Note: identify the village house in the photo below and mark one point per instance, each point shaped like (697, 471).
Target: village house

* * *

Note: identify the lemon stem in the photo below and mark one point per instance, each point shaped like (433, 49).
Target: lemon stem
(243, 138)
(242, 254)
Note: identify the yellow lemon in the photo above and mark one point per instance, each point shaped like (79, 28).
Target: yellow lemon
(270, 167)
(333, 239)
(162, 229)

→ Task
Copy word for word every line of the listing from the one containing "Note: identify the village" through the one containing "Target: village house", including both of those lines.

→ Output of the exercise
Note: identify the village house in the photo below and mark one point per instance, each point shaped like (697, 471).
Target: village house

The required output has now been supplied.